■ **Problem description**
Quote every row below word for word, leaving the pictures out of your answer.

■ **Supplied material**

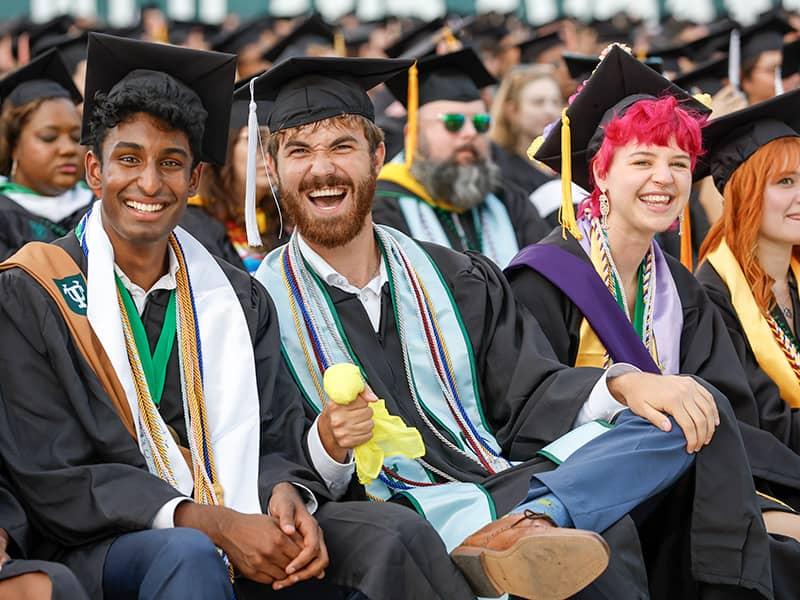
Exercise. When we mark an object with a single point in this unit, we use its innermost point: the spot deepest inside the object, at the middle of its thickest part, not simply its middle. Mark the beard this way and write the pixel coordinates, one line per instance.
(335, 231)
(463, 186)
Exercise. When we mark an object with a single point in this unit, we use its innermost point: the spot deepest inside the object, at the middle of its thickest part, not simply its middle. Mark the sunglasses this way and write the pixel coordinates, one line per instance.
(454, 122)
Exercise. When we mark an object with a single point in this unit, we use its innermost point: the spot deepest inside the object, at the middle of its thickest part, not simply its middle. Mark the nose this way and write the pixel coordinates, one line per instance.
(149, 180)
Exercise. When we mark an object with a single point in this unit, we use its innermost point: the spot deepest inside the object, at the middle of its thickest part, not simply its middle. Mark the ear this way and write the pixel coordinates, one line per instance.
(194, 179)
(94, 173)
(379, 157)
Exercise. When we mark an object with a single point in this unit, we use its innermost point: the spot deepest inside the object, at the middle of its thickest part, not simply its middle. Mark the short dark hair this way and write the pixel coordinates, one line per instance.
(165, 99)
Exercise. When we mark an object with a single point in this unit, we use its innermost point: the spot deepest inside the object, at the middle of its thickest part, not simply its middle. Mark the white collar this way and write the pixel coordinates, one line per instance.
(333, 278)
(168, 281)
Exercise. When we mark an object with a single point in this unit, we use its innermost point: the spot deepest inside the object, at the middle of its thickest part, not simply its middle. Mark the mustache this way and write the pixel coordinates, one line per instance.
(315, 182)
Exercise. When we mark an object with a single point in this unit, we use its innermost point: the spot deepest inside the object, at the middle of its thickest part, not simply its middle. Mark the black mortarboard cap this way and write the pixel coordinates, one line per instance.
(233, 40)
(707, 78)
(791, 58)
(72, 48)
(46, 76)
(414, 36)
(117, 63)
(307, 89)
(531, 48)
(309, 32)
(456, 76)
(766, 34)
(731, 139)
(580, 66)
(618, 82)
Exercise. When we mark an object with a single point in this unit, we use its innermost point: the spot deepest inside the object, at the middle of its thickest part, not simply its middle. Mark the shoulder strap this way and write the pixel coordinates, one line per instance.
(50, 266)
(579, 281)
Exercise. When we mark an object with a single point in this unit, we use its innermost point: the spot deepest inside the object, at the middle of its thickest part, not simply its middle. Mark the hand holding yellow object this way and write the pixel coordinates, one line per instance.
(390, 436)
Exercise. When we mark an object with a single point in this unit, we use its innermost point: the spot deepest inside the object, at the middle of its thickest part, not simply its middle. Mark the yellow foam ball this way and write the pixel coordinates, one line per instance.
(343, 382)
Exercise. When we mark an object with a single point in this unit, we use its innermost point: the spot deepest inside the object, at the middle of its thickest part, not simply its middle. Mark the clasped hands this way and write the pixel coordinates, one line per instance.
(281, 548)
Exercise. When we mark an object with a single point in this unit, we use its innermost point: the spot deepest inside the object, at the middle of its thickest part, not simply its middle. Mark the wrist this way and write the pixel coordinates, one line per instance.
(334, 450)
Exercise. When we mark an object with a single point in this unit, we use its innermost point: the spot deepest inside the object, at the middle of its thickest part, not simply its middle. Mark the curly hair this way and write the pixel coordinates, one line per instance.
(742, 209)
(656, 122)
(164, 98)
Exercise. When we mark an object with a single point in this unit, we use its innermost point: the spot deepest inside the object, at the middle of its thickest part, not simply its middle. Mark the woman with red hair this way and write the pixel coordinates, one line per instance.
(607, 296)
(751, 270)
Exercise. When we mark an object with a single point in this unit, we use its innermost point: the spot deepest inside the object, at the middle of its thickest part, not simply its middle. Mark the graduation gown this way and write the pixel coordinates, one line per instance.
(18, 226)
(674, 528)
(529, 399)
(517, 170)
(74, 466)
(211, 233)
(528, 225)
(768, 412)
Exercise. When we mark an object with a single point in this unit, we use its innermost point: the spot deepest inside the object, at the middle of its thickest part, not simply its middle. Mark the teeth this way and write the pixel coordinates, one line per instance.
(142, 207)
(326, 192)
(656, 198)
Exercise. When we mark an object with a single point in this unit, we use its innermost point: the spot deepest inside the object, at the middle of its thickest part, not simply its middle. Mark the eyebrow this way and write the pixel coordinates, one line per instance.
(140, 148)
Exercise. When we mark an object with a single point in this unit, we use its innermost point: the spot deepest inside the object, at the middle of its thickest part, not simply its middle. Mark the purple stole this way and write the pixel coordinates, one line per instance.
(578, 280)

■ **Full solution**
Exercise. When we mark an object with a single point in this unit, we use its innermost point: the spot deepest inside the object, at the middle of its thickest part, not simply its middle. Mark the beard this way and write the pixel coordinates, one line per instance.
(335, 231)
(463, 186)
Exercise. When we mark an object with a single point in this unit, we use its innermost point: the spot deepest inside the object, at the middle of its thickest part, not simply its middle. Mark the sunglasses this way and write the pixel coordinates, one line per instance.
(454, 122)
Exercise. When we mark an object with a single point in this unit, we use its innermost point: the spot deepest inside the object, at the middle of its thickest part, not simply its middle. Mark the nose this way and write the pixel coordinates, one line per instance.
(149, 180)
Exercise. When we mark an object with a single point in this unit, we use its innermost point: the spot deepest inside the object, at the middle of its thickest part, not simply its middle. Mark the ear this way and write the pixel coordinates, one line per instance.
(194, 179)
(94, 173)
(379, 157)
Exercise. When we mark an object with a single point in this unit, we use its innermost point: the spot deepest inside the object, at the middle of its thickest part, not simply its middle. Mark the short dark hair this way and write the pixel coordinates, one line per instance.
(165, 99)
Exercise. When we mark an object with a single point in this unit, we use its innermost point: the spot deepest inside the object, at the middle of its thickest part, not simply its middle. Mark the white collar this way and write the pixel coordinates, one line per instance.
(333, 278)
(168, 281)
Exercise. When we mark an object with a single point in this unit, we use its innermost point: the spot deepest inside the object, at the middle of its thickest part, not simply its middle. Mark the mustache this way and write the pixel coordinates, one line per instance.
(315, 182)
Exercise. When we mark an object with a single point in this unit, we use its innermost point: the spot deepest inside the object, at the middle of its thickest part, not simply its middle. Mark the black mortarboard cap this way and write the pixel coordinates, one line per instance.
(233, 40)
(707, 78)
(791, 58)
(72, 48)
(46, 76)
(414, 36)
(117, 63)
(307, 89)
(531, 48)
(309, 32)
(456, 76)
(766, 34)
(731, 139)
(580, 66)
(618, 82)
Exercise. When we mark an object with a single point in this unit, we use its innermost point: the spot deepest inside the object, at the middle of its thickest part, not simply its middle. Mark the shoulder strap this way and write the pixel coordinates, one line per instance.
(50, 266)
(579, 281)
Exercise. When we mark an object with a single point in this unit, we use its innermost point: the spot deepest inside the object, at the middle of its thickest part, not simply its middle. Mark the hand holding yellow object this way and write the pixel coordinates, one line per instance.
(390, 436)
Exercise. When we mark an object with a single point in this unit, we use its innermost point: the spot deepest inside the object, at the middle of its thickest part, not simply its middle. Mark the yellow foam ball this way and write the pixel coordinates, one line per instance.
(343, 382)
Exercise. When we mark an object with a single point in this unit, we use its innermost point: the spot deepest inside the object, at the middle of its thickest part, not simply its middle. Mark the clasped hands this way and write the pixel coordinates, one line per instance.
(281, 548)
Exercise. When we mark an object with a single point in this unit, we use its innermost point: the spot deepest inside the object, at the middle of its thickest part, not simply its middle. Mark the wrist this way and write the pixel coordinates, one line per instance.
(334, 450)
Exercise. When we mark an object with a single point in this unit, we use its innermost point: the spot deepest inside the object, at the middle of its thickest part, not simply its middle. Mark the curly hair this way and write the pixel coordinates, one line per instance.
(742, 209)
(656, 122)
(164, 98)
Exercise. When we mark an object with a single point in this unit, we use its innermost point: the spot deepest inside the object, at the middle of its thickest part, not simply its middle. Mark the woman with red hair this way and write the pixel coordinates, one line per instance.
(607, 296)
(751, 270)
Exercise. When we mark an object with a single point in this unit, we use its innermost point: the spot deepest inside the object, at the middle of its thickest part, not simply its middle. Mark the graduation gown this way and write the pixel coordinates, one line per instance.
(18, 226)
(674, 528)
(529, 399)
(517, 170)
(74, 466)
(211, 233)
(528, 225)
(768, 412)
Exercise. When we mark an object with a single point in this unit, we use its innermost point: the spot deepest inside the object, at the middle of its thickest part, not simply its middle. Mark the teeth this way and write the pixel coordinates, one line per instance.
(142, 207)
(326, 192)
(656, 198)
Exercise. When we mark an object with a single point in this unit, we use its innermost point: the spot deepest inside the object, at the middle of its thickest part, not simply its middle. Mark the eyebrow this way and write the pixel coordinates, one line per instance.
(140, 148)
Exercise. When we mark an object with a single point in this unit, we use its innermost point: the spot deepest inside the object, at the middle of its thickest part, not simply its middle. Mark the purple stole this way and write the pixel coordinates, one line per instance.
(578, 280)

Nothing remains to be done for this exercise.